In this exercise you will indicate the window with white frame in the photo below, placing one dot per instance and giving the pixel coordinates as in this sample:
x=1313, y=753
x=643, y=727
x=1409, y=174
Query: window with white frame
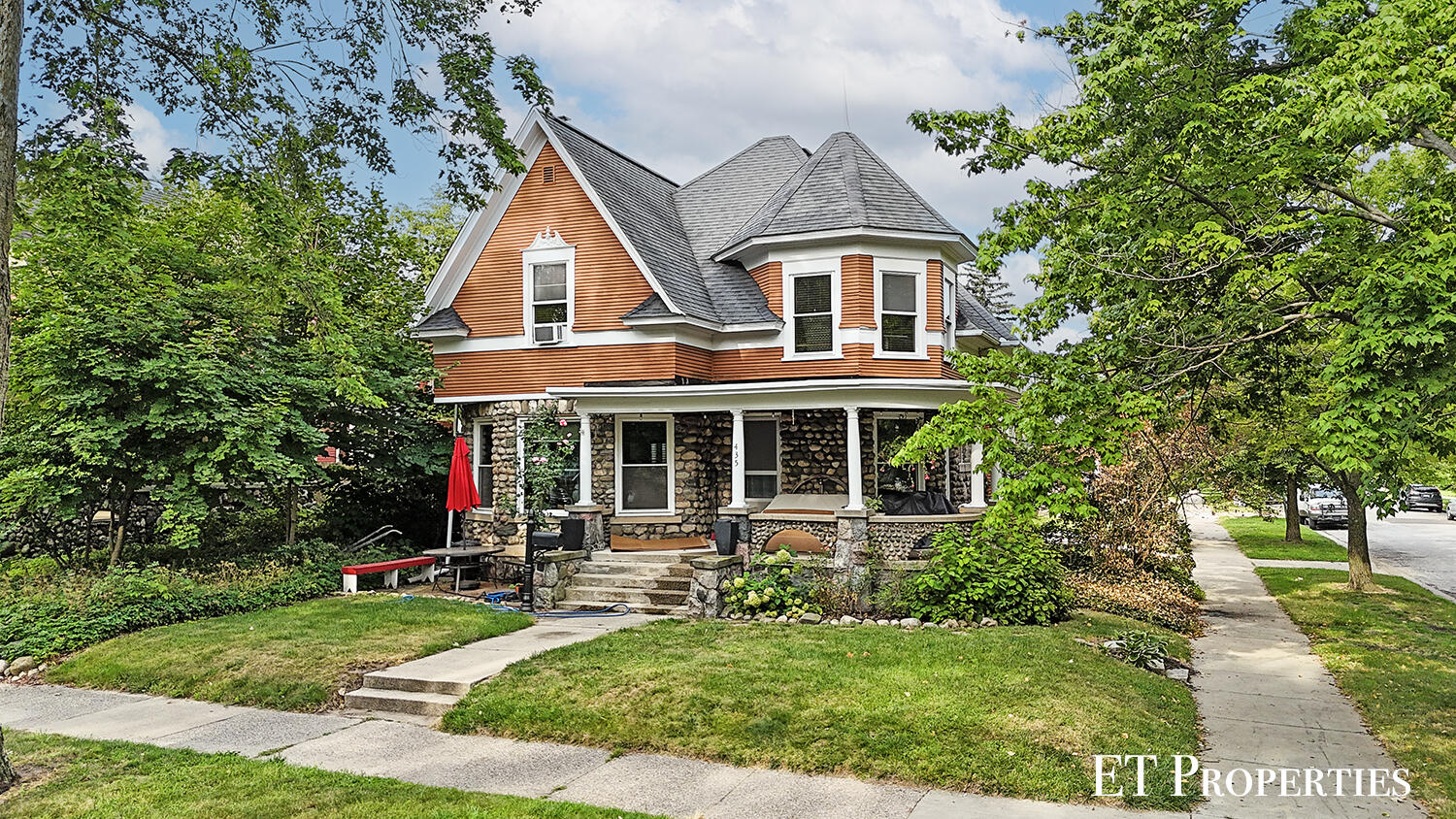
x=948, y=311
x=483, y=466
x=760, y=457
x=645, y=466
x=899, y=311
x=568, y=438
x=547, y=302
x=891, y=431
x=812, y=313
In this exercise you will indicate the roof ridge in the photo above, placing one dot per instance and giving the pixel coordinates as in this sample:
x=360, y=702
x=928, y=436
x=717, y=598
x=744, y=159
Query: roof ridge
x=762, y=140
x=559, y=121
x=897, y=178
x=801, y=175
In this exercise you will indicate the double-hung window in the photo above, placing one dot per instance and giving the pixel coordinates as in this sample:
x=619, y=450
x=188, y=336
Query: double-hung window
x=812, y=313
x=760, y=443
x=899, y=311
x=547, y=303
x=645, y=466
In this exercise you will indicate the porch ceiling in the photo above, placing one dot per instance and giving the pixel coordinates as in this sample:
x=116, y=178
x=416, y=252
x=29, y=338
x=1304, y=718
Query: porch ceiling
x=878, y=393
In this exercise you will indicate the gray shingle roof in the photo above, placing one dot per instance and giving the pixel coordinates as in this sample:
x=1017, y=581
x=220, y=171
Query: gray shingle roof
x=718, y=201
x=771, y=186
x=641, y=203
x=446, y=319
x=844, y=185
x=972, y=314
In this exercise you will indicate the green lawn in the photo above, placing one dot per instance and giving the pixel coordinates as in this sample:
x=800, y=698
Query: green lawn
x=1395, y=655
x=293, y=658
x=1008, y=710
x=1264, y=540
x=75, y=777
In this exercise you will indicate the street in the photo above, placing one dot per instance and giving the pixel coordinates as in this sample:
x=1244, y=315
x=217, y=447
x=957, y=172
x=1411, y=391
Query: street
x=1420, y=545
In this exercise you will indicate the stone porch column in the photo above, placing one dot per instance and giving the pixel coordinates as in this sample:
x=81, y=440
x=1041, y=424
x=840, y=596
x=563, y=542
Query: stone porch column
x=856, y=467
x=739, y=464
x=977, y=477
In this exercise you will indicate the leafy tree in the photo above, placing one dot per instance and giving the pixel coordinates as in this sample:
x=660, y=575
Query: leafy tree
x=215, y=340
x=258, y=75
x=1234, y=191
x=989, y=288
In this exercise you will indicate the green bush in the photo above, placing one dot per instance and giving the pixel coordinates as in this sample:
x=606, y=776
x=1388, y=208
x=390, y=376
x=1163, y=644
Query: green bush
x=1012, y=576
x=774, y=585
x=52, y=615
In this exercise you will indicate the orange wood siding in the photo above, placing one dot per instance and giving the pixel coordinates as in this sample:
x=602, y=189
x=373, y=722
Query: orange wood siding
x=858, y=290
x=535, y=370
x=932, y=296
x=771, y=281
x=608, y=281
x=859, y=360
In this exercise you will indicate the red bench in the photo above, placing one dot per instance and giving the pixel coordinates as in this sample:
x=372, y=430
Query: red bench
x=390, y=569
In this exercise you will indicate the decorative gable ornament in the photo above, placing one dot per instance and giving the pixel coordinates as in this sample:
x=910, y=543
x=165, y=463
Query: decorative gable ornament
x=547, y=239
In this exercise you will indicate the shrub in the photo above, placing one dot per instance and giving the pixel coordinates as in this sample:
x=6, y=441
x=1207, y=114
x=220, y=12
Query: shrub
x=774, y=585
x=1141, y=597
x=67, y=612
x=1012, y=576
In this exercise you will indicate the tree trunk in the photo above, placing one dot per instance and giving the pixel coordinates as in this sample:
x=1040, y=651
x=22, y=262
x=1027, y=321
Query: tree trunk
x=11, y=26
x=1362, y=579
x=1292, y=509
x=119, y=531
x=8, y=775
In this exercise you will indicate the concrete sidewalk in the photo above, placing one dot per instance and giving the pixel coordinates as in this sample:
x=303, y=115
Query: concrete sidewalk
x=634, y=781
x=1266, y=699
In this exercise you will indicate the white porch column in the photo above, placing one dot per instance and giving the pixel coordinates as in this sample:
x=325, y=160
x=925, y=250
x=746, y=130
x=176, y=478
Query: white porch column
x=584, y=461
x=977, y=477
x=739, y=464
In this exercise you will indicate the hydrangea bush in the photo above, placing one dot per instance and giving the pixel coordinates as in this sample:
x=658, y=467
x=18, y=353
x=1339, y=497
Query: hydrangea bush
x=774, y=585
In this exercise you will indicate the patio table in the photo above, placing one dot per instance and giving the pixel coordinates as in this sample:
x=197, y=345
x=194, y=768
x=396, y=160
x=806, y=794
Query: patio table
x=462, y=557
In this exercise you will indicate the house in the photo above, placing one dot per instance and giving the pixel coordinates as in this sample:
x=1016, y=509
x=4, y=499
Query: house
x=751, y=344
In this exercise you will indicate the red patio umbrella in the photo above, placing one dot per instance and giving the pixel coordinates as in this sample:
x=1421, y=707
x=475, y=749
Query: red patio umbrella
x=462, y=493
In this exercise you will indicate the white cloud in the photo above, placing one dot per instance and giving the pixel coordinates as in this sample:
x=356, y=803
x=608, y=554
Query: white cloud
x=151, y=139
x=681, y=86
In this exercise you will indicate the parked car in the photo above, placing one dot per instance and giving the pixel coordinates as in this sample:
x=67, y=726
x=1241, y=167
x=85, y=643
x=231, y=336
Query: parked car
x=1420, y=496
x=1322, y=507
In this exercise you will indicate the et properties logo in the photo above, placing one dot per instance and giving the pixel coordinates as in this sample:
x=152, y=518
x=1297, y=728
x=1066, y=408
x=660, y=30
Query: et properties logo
x=1117, y=771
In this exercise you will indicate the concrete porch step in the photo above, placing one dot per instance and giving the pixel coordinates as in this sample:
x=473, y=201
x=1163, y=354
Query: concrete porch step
x=599, y=568
x=421, y=703
x=635, y=580
x=670, y=609
x=628, y=595
x=649, y=556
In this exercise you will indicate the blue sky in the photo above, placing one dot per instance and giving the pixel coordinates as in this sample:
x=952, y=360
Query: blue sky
x=683, y=84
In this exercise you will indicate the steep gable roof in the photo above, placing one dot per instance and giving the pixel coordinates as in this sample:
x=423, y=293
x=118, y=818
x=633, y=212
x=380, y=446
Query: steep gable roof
x=844, y=185
x=641, y=203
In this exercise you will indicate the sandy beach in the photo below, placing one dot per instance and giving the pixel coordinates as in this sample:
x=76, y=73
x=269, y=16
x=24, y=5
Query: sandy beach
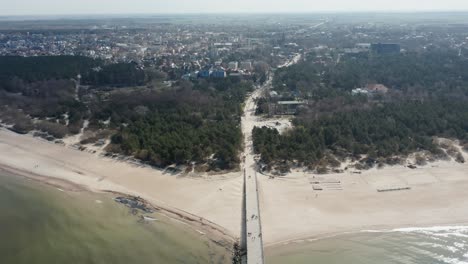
x=290, y=208
x=211, y=203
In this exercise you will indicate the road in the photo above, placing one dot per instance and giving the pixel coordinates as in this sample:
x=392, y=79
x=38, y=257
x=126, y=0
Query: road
x=253, y=228
x=252, y=210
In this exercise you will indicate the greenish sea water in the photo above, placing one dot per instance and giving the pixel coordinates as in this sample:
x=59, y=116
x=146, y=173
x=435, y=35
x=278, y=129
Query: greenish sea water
x=429, y=245
x=41, y=224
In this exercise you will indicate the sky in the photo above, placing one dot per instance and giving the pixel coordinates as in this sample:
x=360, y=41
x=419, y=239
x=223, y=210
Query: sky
x=74, y=7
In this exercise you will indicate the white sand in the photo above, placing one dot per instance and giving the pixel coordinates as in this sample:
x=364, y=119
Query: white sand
x=216, y=199
x=292, y=210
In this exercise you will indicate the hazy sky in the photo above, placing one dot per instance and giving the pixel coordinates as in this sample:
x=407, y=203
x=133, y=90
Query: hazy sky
x=52, y=7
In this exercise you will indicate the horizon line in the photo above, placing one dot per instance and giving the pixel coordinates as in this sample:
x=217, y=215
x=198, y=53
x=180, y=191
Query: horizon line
x=403, y=11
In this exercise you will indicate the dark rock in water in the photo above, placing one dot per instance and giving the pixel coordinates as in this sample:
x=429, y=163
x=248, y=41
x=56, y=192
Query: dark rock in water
x=134, y=203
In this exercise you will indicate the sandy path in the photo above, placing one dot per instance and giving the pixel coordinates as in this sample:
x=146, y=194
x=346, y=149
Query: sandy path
x=292, y=210
x=217, y=199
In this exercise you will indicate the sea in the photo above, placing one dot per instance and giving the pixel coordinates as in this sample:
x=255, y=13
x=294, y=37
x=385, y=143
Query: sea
x=44, y=224
x=419, y=245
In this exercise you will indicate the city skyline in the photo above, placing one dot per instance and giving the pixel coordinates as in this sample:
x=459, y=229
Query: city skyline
x=89, y=7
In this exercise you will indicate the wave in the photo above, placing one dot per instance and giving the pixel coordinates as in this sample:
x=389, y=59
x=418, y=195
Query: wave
x=420, y=229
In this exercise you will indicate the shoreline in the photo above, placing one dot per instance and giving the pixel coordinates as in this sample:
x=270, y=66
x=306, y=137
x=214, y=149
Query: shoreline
x=290, y=209
x=365, y=229
x=210, y=230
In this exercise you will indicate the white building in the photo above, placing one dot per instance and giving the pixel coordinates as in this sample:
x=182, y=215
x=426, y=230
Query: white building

--

#### Requirement
Starting at the line that contains "In this exercise you will indicate the orange" and stopping after the line that contains "x=462, y=557", turn those lines into a Markdown table with a No. column numbering them and a Text column holding each line. Skip any blank lines.

#### Expected output
| No. | Text |
|---|---|
| 1 | In this exercise you will indicate the orange wood siding in the photo above, placing one dot per instance and giving the pixel coordinates as in this sample: |
| 2 | x=602, y=189 |
| 3 | x=373, y=722 |
| 4 | Query: orange wood siding |
| 5 | x=858, y=290 |
| 6 | x=535, y=370 |
| 7 | x=932, y=296 |
| 8 | x=771, y=281 |
| 9 | x=608, y=281 |
| 10 | x=859, y=360 |
| 11 | In this exercise you will indicate the red bench in the photo above, placing one dot per instance and giving the pixel coordinates as in this sample: |
| 12 | x=372, y=430 |
| 13 | Query: red bench |
| 14 | x=390, y=569 |
| 15 | In this exercise you will indicate the decorative gable ornament in the photo above, placing one dot per instance and giving the pixel coordinates as in this sample: |
| 16 | x=910, y=543 |
| 17 | x=165, y=463 |
| 18 | Query: decorative gable ornament |
| 19 | x=547, y=239 |
| 20 | In this exercise you will indicate the shrub in the photo above, placing one dot per instance and giving the pixel coordinates as in this sample: |
| 21 | x=6, y=441 |
| 22 | x=1207, y=114 |
| 23 | x=220, y=12 |
| 24 | Query: shrub |
| 25 | x=774, y=585 |
| 26 | x=1141, y=597 |
| 27 | x=67, y=612 |
| 28 | x=1012, y=576 |
| 29 | In this exercise you will indicate the tree trunk in the photo above, placing one dot per instance and giving the pixel coordinates as in this sample: |
| 30 | x=1040, y=651 |
| 31 | x=22, y=262 |
| 32 | x=1027, y=321 |
| 33 | Query: tree trunk |
| 34 | x=11, y=26 |
| 35 | x=1362, y=579 |
| 36 | x=1292, y=509 |
| 37 | x=119, y=531 |
| 38 | x=8, y=775 |
| 39 | In this exercise you will indicate the concrete sidewalk in the photo above, placing one dot per instance and giving the pixel coordinates as in this sample: |
| 40 | x=303, y=115 |
| 41 | Query: concrete sidewalk |
| 42 | x=634, y=781 |
| 43 | x=1266, y=699 |
| 44 | In this exercise you will indicate the white porch column in the photo above, placing one dot per instance and giving the pixel coordinates as in this sample: |
| 45 | x=325, y=160 |
| 46 | x=925, y=250 |
| 47 | x=746, y=130 |
| 48 | x=176, y=478 |
| 49 | Query: white porch column |
| 50 | x=584, y=461 |
| 51 | x=977, y=477 |
| 52 | x=739, y=464 |
| 53 | In this exercise you will indicate the hydrangea bush in the photo above, placing one dot per instance and giving the pixel coordinates as in this sample: |
| 54 | x=658, y=467 |
| 55 | x=18, y=353 |
| 56 | x=1339, y=497 |
| 57 | Query: hydrangea bush |
| 58 | x=774, y=585 |
| 59 | In this exercise you will indicate the patio table in the photo above, placing one dot per instance and giving the pixel coordinates as in this sample: |
| 60 | x=197, y=345 |
| 61 | x=194, y=768 |
| 62 | x=396, y=160 |
| 63 | x=806, y=794 |
| 64 | Query: patio table |
| 65 | x=462, y=557 |